(Text for analysis)

I had to pop out to the local Sainsbury’s today to stock up on main meals for the coming week. The local bus service is still running, so I hopped on one with my big Sainsbury’s Bag-For-Life and hoped for the best. The car park was completely full, but in terms of people, it wasn’t that much busier than a regular Saturday shop.

ALAS!

Evidence of stockpiling is very evident in the following areas:

  • Toilet paper
  • Soup and tinned goods
  • Biscuits
  • Most cleaning products
  • Non-fresh/long life pasta

(Click on the image, but not text part, to expand pictures below)

However, fresh produce was plentiful, as were a lot of other fresh/refrigerator-based items. So I stocked up on bread, sandwich fillings, some ready meals, some toilet supplies (not toilet paper – thankfully because it’s just me at home, I’ve been buying a 9 pack each week since January and have a fairly decent store of them – for now) and some chocolate.

(End Text for analysis)
(Information provided)

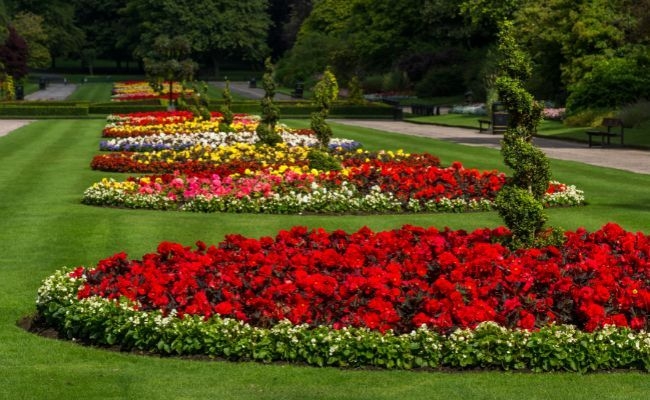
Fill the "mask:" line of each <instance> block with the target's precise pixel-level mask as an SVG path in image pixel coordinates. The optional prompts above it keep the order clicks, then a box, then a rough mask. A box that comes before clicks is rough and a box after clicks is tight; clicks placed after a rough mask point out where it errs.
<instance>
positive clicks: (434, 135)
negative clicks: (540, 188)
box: [332, 119, 650, 174]
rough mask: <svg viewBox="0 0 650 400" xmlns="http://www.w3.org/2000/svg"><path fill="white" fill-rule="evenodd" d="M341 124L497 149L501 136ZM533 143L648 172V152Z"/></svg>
mask: <svg viewBox="0 0 650 400" xmlns="http://www.w3.org/2000/svg"><path fill="white" fill-rule="evenodd" d="M332 121H333V122H337V123H340V124H343V125H354V126H361V127H365V128H372V129H377V130H382V131H386V132H395V133H400V134H404V135H414V136H423V137H430V138H434V139H441V140H447V141H451V142H455V143H459V144H464V145H468V146H484V147H491V148H495V149H498V148H500V147H501V143H500V142H501V138H502V136H501V135H492V134H491V133H486V132H484V133H479V131H478V130H474V129H466V128H452V127H444V126H438V125H423V124H413V123H409V122H404V121H387V120H353V119H336V120H334V119H333V120H332ZM533 141H534V143H535V144H536V145H537V146H538V147H539V148H540V149H542V151H544V153H546V155H547V156H548V157H550V158H556V159H560V160H569V161H577V162H583V163H586V164H591V165H597V166H601V167H608V168H616V169H622V170H626V171H631V172H636V173H639V174H650V151H647V150H636V149H630V148H625V147H623V148H621V147H618V146H615V145H613V146H606V147H603V148H601V147H592V148H589V146H587V144H586V143H576V142H570V141H566V140H553V139H545V138H535V139H534V140H533Z"/></svg>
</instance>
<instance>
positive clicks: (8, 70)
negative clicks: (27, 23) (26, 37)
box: [0, 26, 28, 80]
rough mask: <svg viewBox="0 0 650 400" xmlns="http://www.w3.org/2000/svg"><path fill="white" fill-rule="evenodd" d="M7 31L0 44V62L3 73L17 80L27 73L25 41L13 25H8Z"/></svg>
mask: <svg viewBox="0 0 650 400" xmlns="http://www.w3.org/2000/svg"><path fill="white" fill-rule="evenodd" d="M8 31H9V33H8V35H7V38H6V40H5V42H4V43H3V44H2V45H1V46H0V63H2V66H3V70H4V71H3V72H4V73H5V74H7V75H9V76H11V77H13V78H14V80H19V79H21V78H23V77H24V76H25V75H27V57H28V49H27V43H26V42H25V40H24V39H23V38H22V37H21V36H20V35H19V34H18V32H16V29H14V27H13V26H9V29H8Z"/></svg>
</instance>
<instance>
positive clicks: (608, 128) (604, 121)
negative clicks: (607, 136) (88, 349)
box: [601, 118, 623, 133]
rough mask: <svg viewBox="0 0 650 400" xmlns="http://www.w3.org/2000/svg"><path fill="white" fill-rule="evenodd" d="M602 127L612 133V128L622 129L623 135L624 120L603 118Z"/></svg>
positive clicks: (617, 118)
mask: <svg viewBox="0 0 650 400" xmlns="http://www.w3.org/2000/svg"><path fill="white" fill-rule="evenodd" d="M601 125H602V126H604V127H606V128H607V132H610V131H611V129H612V128H618V127H620V128H621V133H622V132H623V120H621V119H619V118H603V122H602V123H601Z"/></svg>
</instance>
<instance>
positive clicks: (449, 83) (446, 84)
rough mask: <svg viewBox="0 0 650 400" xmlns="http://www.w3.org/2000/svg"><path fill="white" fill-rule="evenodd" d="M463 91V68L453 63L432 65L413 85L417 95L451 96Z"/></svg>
mask: <svg viewBox="0 0 650 400" xmlns="http://www.w3.org/2000/svg"><path fill="white" fill-rule="evenodd" d="M464 92H465V82H464V80H463V69H462V68H461V67H460V66H455V65H452V66H447V67H434V68H432V69H430V70H429V71H428V72H427V73H426V74H425V75H424V78H422V80H421V81H420V82H419V83H418V84H417V85H415V94H416V95H417V96H418V97H436V96H452V95H456V94H461V93H464Z"/></svg>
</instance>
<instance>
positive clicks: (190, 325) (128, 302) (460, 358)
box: [36, 267, 650, 372]
mask: <svg viewBox="0 0 650 400" xmlns="http://www.w3.org/2000/svg"><path fill="white" fill-rule="evenodd" d="M71 271H72V269H71V268H67V267H64V268H61V269H59V270H57V271H56V272H55V273H54V274H53V275H52V276H50V277H48V278H46V279H45V280H44V282H43V285H42V286H41V287H40V288H39V290H38V298H37V301H36V305H37V311H38V313H39V316H40V317H42V318H43V319H44V320H45V321H46V323H47V324H48V325H49V326H51V327H53V328H55V329H57V331H58V332H59V333H60V334H61V335H62V336H64V337H66V338H68V339H72V340H80V341H83V342H87V343H89V344H93V345H99V346H119V348H120V349H121V350H122V351H132V350H139V351H145V352H151V353H155V354H160V355H179V356H190V355H202V356H208V357H212V358H216V357H218V358H225V359H228V360H253V361H259V362H273V361H287V362H294V363H306V364H309V365H314V366H320V367H323V366H332V367H380V368H391V369H393V368H394V369H412V368H429V369H441V368H453V369H474V368H481V369H501V370H529V371H534V372H543V371H575V372H588V371H598V370H613V369H623V368H624V369H638V370H643V371H650V332H646V331H639V332H635V331H632V330H630V329H629V328H620V327H614V326H606V327H605V328H603V329H601V330H598V331H594V332H583V331H580V330H577V329H576V328H575V327H573V326H570V325H549V326H546V327H543V328H541V329H539V330H537V331H527V330H519V329H515V330H509V329H506V328H503V327H501V326H499V325H497V324H496V323H493V322H485V323H482V324H480V325H479V326H477V327H476V328H475V329H473V330H472V329H457V330H456V331H454V332H452V333H450V334H448V335H441V334H438V333H436V332H434V331H432V330H429V329H427V328H426V326H422V327H421V328H419V329H417V330H415V331H412V332H410V333H408V334H402V335H395V334H393V333H392V331H388V332H385V333H383V334H382V333H380V332H378V331H371V330H369V329H365V328H343V329H339V330H335V329H332V328H330V327H327V326H320V327H316V328H311V327H308V326H307V325H292V324H291V323H290V322H288V321H282V322H280V323H279V324H277V325H275V326H274V327H272V328H270V329H262V328H256V327H252V326H250V325H248V324H246V323H243V322H241V321H237V320H234V319H229V318H220V317H218V316H217V317H212V318H210V319H208V320H203V318H202V317H200V316H185V317H184V318H182V319H181V318H178V317H177V316H176V315H169V316H163V315H162V314H161V313H160V312H159V311H154V312H145V311H138V310H136V309H135V308H134V306H133V304H129V302H128V300H126V299H122V301H121V303H120V302H117V301H111V300H107V299H104V298H101V297H90V298H86V299H83V300H78V299H77V296H76V293H77V290H78V288H79V287H80V285H81V284H83V282H84V278H83V277H81V278H74V277H71V276H70V272H71Z"/></svg>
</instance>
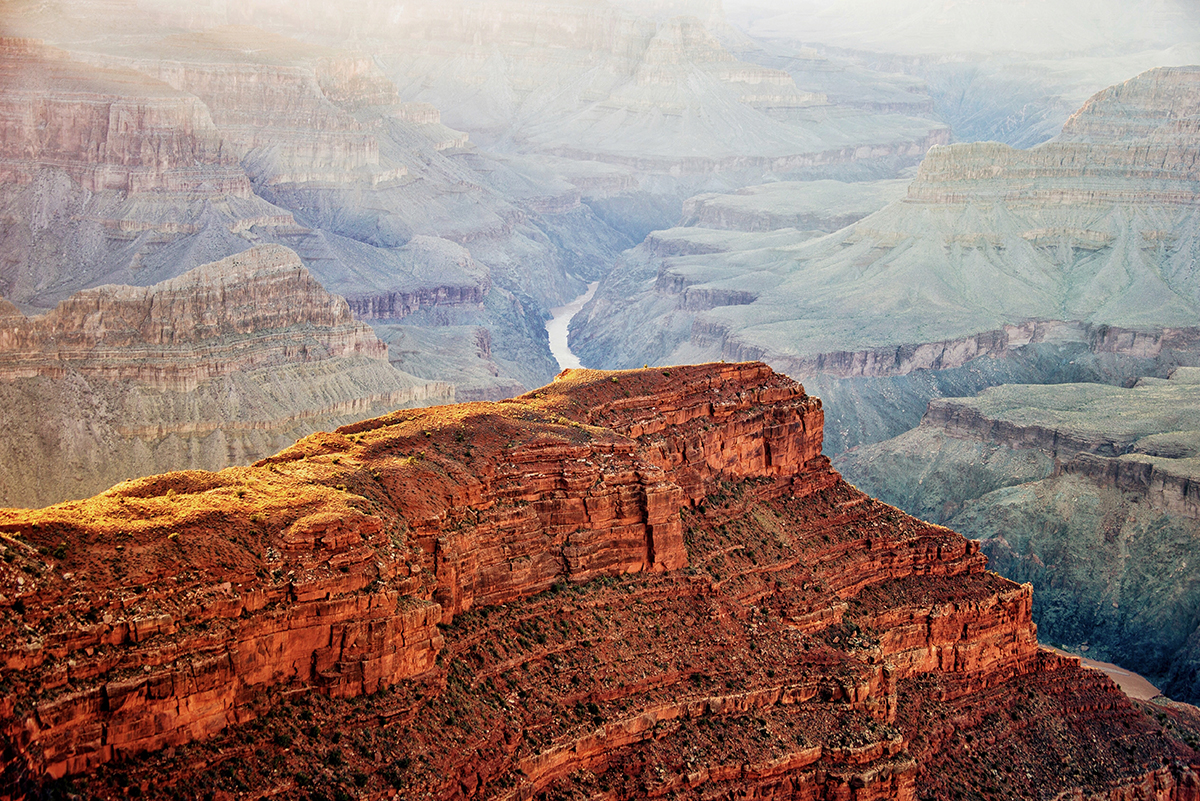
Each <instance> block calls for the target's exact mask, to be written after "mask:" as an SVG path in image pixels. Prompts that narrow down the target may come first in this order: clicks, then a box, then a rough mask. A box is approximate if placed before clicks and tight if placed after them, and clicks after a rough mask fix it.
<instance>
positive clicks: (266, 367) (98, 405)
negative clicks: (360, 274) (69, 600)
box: [0, 246, 454, 505]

(End Information provided)

Requirement 1 =
In the account of the Sainsbury's shopping trip above, what size pack of toilet paper has the writer been buying each week since January?
Requirement 2 =
Pick up the account of the Sainsbury's shopping trip after its final sentence and carry it forward.

Response area 1 =
A 9 pack.

Response area 2 =
Checkout was painless. I used the Sainsbury’s Smart Shop app on my phone to avoid having to use/touch Sainsbury’s own scanner – and it meant that I could skip the very long queues (both regular checkout and the self-service checkout). It took about a minute to complete – though I did have to get some help as I managed to procure some bleach for the toilet (and one packet of paracetamol (just in case) – I can’t remember what they check you for these days).

At the time of writing, an Amazon Prime Now delivery has actually been accepted (via Amazon’s warehouse – not that of Morrisons) and is the process of being delivered. I attempted to place a delivery order on Tuesday for Wednesday delivery, but Amazon/Morrison’s cancelled the order 2 minutes after it was due to be delivered. Effectively I’m getting more sandwich fillings and enough soda to last about a week – possibly two.

I do hope Sainsbury’s and the other supermarkets ramp up their home deliveries. This is going to be important if there is an official edict to prevent people from leaving their homes. Otherwise people will still need to leave their house at least once a week to go shopping.

They came for our toilet rolls, because for some mysterious reason, people are pooping a lot more than they used to. Then they came for our hand sanitisers, because suddenly hygiene is seen to be super important now. Then they came for our pasta, because people suddenly find carbs super attractive.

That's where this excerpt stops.